— START —

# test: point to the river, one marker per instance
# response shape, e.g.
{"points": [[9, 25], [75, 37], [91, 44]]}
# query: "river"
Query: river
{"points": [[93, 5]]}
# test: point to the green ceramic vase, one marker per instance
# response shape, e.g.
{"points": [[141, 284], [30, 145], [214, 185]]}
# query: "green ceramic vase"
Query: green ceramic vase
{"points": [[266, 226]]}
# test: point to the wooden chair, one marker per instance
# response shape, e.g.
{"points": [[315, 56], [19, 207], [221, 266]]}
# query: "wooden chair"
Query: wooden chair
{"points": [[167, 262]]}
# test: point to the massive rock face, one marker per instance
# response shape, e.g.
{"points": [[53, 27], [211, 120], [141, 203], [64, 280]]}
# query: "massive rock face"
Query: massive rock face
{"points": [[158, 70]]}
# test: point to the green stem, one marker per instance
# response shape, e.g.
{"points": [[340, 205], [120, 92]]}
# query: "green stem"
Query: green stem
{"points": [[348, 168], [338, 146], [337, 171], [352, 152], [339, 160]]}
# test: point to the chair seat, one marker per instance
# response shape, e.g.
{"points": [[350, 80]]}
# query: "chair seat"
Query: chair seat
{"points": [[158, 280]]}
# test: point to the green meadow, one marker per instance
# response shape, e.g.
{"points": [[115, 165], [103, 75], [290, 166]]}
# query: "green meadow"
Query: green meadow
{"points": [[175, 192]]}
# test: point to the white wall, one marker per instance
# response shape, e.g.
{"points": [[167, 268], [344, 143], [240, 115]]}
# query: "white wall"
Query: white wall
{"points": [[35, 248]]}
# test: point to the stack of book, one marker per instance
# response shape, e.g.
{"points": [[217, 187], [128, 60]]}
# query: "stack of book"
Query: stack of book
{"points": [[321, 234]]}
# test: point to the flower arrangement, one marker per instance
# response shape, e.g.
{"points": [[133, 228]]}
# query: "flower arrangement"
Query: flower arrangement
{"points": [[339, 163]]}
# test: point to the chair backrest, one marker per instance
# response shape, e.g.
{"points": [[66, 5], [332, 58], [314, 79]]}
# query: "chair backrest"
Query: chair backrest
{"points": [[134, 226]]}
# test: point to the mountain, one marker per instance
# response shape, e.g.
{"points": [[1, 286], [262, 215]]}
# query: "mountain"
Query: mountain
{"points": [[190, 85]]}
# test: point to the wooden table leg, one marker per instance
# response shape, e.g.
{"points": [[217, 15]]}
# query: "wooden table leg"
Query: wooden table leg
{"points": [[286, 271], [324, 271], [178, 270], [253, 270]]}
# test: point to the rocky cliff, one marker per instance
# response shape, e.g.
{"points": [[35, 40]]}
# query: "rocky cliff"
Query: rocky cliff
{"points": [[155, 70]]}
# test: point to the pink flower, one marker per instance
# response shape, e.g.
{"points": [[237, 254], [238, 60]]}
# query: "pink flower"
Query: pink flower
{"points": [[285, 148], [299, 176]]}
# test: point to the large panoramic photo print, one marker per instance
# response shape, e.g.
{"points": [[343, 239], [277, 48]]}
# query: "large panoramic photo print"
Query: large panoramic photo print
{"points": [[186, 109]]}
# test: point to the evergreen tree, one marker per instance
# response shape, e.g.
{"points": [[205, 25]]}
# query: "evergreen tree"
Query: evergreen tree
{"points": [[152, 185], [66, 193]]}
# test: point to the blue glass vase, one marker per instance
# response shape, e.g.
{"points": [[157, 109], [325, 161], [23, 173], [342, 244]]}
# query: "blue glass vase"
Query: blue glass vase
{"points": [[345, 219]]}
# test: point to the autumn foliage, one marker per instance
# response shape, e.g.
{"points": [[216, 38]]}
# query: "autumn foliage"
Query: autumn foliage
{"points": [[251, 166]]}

— END —

→ Written instruction
Output the records above in their entirety, exactly.

→ Expected output
# test: point to the river, one marker per instance
# response shape, e.g.
{"points": [[9, 25], [75, 37], [91, 44]]}
# query: "river"
Query: river
{"points": [[93, 5]]}
# test: point to the green ceramic vase, one marker per instance
# response shape, e.g.
{"points": [[141, 284], [30, 145], [214, 185]]}
# query: "green ceramic vase"
Query: green ceramic vase
{"points": [[266, 226]]}
# test: point to the wooden chair, one marker per instance
# response shape, e.g.
{"points": [[315, 56], [19, 207], [221, 266]]}
# query: "wooden chair"
Query: wooden chair
{"points": [[167, 262]]}
# test: point to the massive rock face, one marker per instance
# response shape, e.g.
{"points": [[53, 27], [211, 120], [141, 203], [64, 280]]}
# query: "massive rock face"
Query: massive rock face
{"points": [[158, 70]]}
# test: point to the green stem, one marker per instance
# response shape, e.g.
{"points": [[340, 205], [120, 92]]}
# query: "green stem"
Query: green stem
{"points": [[348, 168], [338, 146], [337, 171], [352, 152], [339, 160]]}
# test: point to the chair seat, one marker per instance
# response shape, e.g.
{"points": [[350, 80]]}
# query: "chair seat"
Query: chair seat
{"points": [[158, 280]]}
# test: point to the green meadow, one marker per instance
# response shape, e.g.
{"points": [[115, 165], [103, 75], [290, 166]]}
# query: "green meadow"
Query: green meadow
{"points": [[175, 192]]}
# test: point to the white wall, one marker per instance
# response shape, e.g.
{"points": [[167, 268], [344, 143], [240, 115]]}
# query: "white wall"
Query: white wall
{"points": [[35, 248]]}
# test: point to the stack of book, one marker per instance
# response shape, e.g.
{"points": [[217, 187], [128, 60]]}
# query: "stack of book"
Query: stack of book
{"points": [[321, 234]]}
# test: point to the flower arrangement, one marker per instance
# response shape, e.g.
{"points": [[133, 228]]}
# query: "flower arrangement"
Query: flower arrangement
{"points": [[339, 163]]}
# test: point to the chair backrest, one marker per instance
# response shape, e.g.
{"points": [[66, 5], [332, 58], [314, 79]]}
# query: "chair backrest"
Query: chair backrest
{"points": [[134, 226]]}
# test: point to the mountain, one marker per instance
# response shape, e.g.
{"points": [[1, 286], [262, 215]]}
# query: "mountain"
Query: mountain
{"points": [[190, 85]]}
# test: point to the wooden table leg, one marker per instance
# response shape, e.g.
{"points": [[217, 15]]}
# query: "wooden table leg"
Query: wooden table leg
{"points": [[286, 271], [324, 271], [178, 270], [253, 270]]}
# test: point to the rocky cliff, one marker per instance
# response shape, e.g.
{"points": [[35, 40]]}
# query: "rocky cliff"
Query: rocky cliff
{"points": [[155, 70]]}
# test: point to the pink flower, one marker per instance
# response shape, e.g.
{"points": [[237, 254], [238, 60]]}
# query: "pink flower"
Query: pink flower
{"points": [[285, 148], [299, 176]]}
# test: point to the large panoramic photo print, one marker per instance
# response shape, e.g.
{"points": [[343, 239], [277, 48]]}
# query: "large panoramic photo print"
Query: large panoramic photo print
{"points": [[186, 109]]}
# test: point to the evergreen tree, one marker per instance
# response shape, e.g.
{"points": [[205, 25]]}
# query: "evergreen tree"
Query: evergreen tree
{"points": [[152, 185], [66, 193]]}
# test: point to the blue glass vase, one marker per instance
# response shape, e.g.
{"points": [[157, 109], [325, 161], [23, 173], [342, 244]]}
# query: "blue glass vase"
Query: blue glass vase
{"points": [[345, 219]]}
# test: point to the autumn foliage, one marker per instance
# response shape, e.g.
{"points": [[216, 38]]}
# query: "autumn foliage"
Query: autumn foliage
{"points": [[251, 166]]}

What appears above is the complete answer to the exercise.